| What you should do |
Here is a block of records. Copy every line in it that includes "part".

═══ Data shown

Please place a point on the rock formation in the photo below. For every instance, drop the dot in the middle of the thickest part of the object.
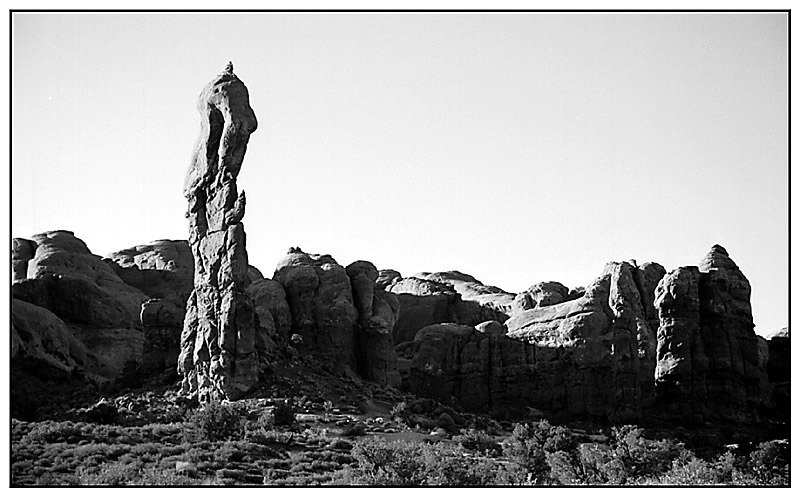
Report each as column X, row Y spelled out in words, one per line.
column 321, row 303
column 378, row 311
column 709, row 366
column 445, row 297
column 70, row 312
column 162, row 270
column 590, row 357
column 218, row 353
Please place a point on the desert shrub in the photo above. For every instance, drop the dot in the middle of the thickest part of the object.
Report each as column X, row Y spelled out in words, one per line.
column 527, row 450
column 592, row 464
column 445, row 421
column 641, row 457
column 112, row 474
column 692, row 471
column 479, row 441
column 405, row 463
column 283, row 413
column 768, row 465
column 380, row 462
column 216, row 421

══════

| Solution for this exercise |
Please place a point on the rock formation in the photo below. For every instance, drop the dot in the middle of the thickest part of the object.
Please place a point on the desert shrub in the photo above. For every instance, drop the dot in the middle of the thickest part of the object.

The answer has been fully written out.